Problems to work on:
1. Copy word for word the part of the blog post on transport for women that opens with the words containing "And yet, I am" and closes with "the Kavanaugh case.".
2. The blog post on transport for women recalls an incident from when the writer was about seven and riding a bicycle. List, in order, each thing that happened in that incident, from the car pulling up through the report to the police.

Excerpted text:
____________

Transport for Women

It’s been bothering me that I hadn’t written a blog for October, when I usually write them at the beginning of the month, but at the beginning of the month I was in a bit of a funk.

A big part of that was politics and current events, namely the Brett Kavanaugh nomination to the Supreme Court after he was accused of sexual assault and harassment. I read the news regularly, and am interested in politics, but I try to keep my emotions at an arms-length. It would be too easy to let it all get to you when the positive so rarely features, especially in the last couple years. But this news really got to me, upset me, as a woman. Considering all the other #MeToo stories, I wasn’t sure why.

I have never, thank God, been sexually assaulted. The closest I could come to what Kavanaugh’s accusers described was a memory of a man exposing himself to me. Not at a drunken frat party, but when I was about seven, riding around my neighbourhood on my bicycle. A car pulled up and a complete stranger flashed me. I sped the other way so fast, I might have left the block faster than he did. My mother called the police and I had to describe what had happened. Which wasn’t much. I don’t know if they ever caught him. I’ve rarely thought about the incident since, nor could I say it has affected my life.

And yet, I am a transport planner, and the whole thing was intimately (pun intended) tied up with modes of transport; the more powerful, the more entitled preying upon the more vulnerable. I love my chosen profession of transport planning, but as a woman in a male-dominated profession, the metaphors of female subordination in transport are often just below the surface. And it’s that contrast of entitlement and assumed subordination that upset me most in the Kavanaugh case.

____________

Entries shown:
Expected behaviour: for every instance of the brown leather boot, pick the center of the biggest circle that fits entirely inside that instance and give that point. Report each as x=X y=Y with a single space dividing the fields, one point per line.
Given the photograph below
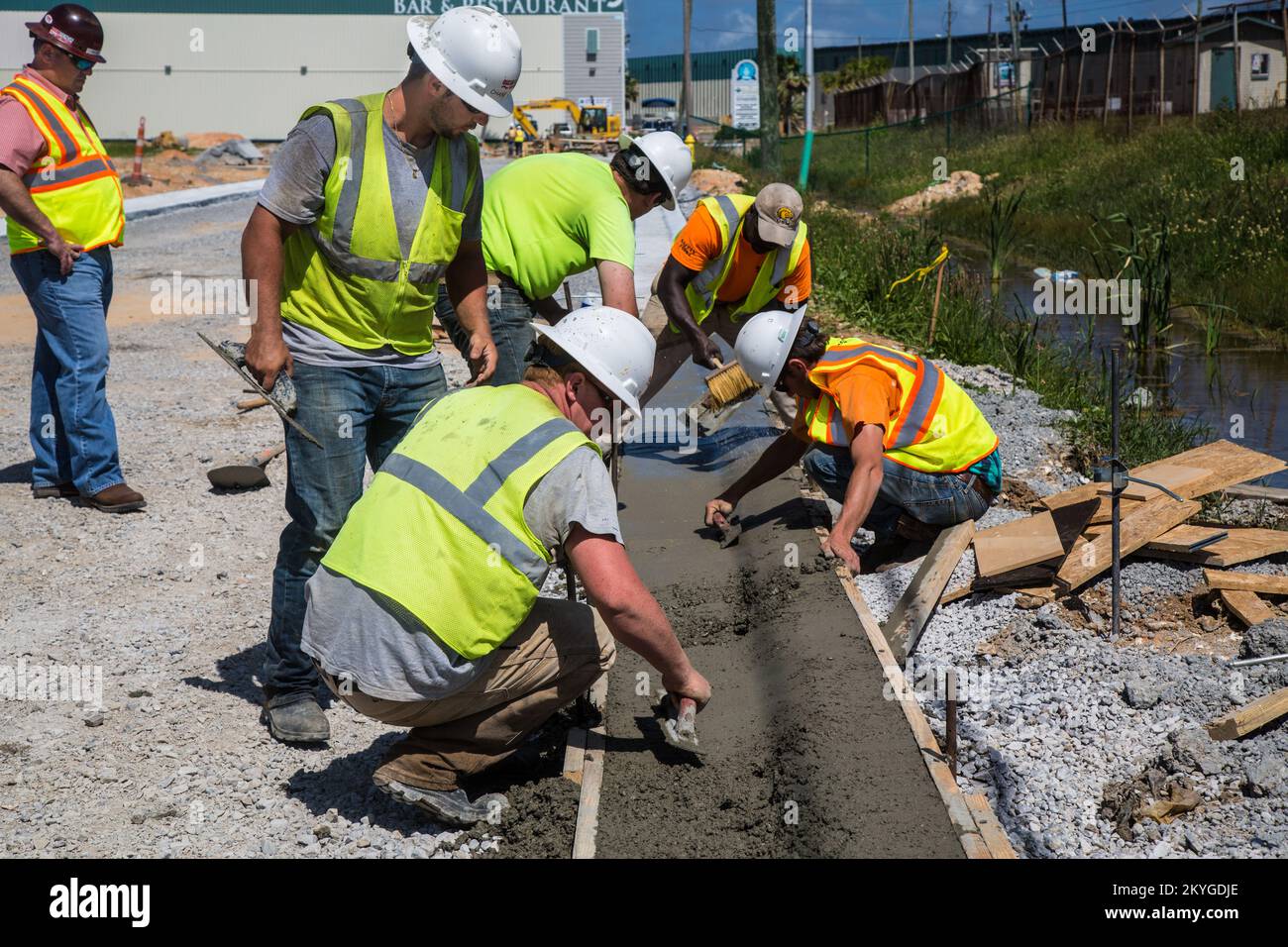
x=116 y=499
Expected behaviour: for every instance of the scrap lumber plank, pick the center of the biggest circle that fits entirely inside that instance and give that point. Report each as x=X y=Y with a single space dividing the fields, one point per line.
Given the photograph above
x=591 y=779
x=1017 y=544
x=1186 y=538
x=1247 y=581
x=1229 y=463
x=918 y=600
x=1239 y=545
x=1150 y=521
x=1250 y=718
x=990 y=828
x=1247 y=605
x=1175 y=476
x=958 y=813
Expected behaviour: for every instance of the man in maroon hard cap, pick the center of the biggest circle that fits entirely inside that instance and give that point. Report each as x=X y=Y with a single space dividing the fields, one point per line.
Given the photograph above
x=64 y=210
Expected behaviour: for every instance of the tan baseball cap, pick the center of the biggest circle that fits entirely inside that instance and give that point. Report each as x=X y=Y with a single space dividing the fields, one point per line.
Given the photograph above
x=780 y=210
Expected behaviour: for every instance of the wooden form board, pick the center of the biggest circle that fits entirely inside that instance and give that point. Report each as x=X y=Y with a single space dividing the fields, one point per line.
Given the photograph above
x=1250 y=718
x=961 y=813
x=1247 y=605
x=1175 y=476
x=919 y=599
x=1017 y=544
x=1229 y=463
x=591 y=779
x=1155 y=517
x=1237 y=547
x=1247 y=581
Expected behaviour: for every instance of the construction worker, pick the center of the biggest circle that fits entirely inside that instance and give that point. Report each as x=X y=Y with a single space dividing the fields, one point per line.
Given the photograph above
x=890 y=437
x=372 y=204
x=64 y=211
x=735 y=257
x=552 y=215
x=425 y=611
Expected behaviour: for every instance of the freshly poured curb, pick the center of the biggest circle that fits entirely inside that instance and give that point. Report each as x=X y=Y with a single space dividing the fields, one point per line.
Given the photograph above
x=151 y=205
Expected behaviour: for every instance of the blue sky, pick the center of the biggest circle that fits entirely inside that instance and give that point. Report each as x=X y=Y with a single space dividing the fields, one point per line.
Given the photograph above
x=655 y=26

____________

Exercise responses:
1.
And yet, I am a transport planner, and the whole thing was intimately (pun intended) tied up with modes of transport; the more powerful, the more entitled preying upon the more vulnerable. I love my chosen profession of transport planning, but as a woman in a male-dominated profession, the metaphors of female subordination in transport are often just below the surface. And it’s that contrast of entitlement and assumed subordination that upset me most in the Kavanaugh case.

2.
1. A car pulled up.
2. A complete stranger in it exposed himself to the writer.
3. The writer sped off the other way.
4. The writer's mother called the police.
5. The writer had to describe what had happened.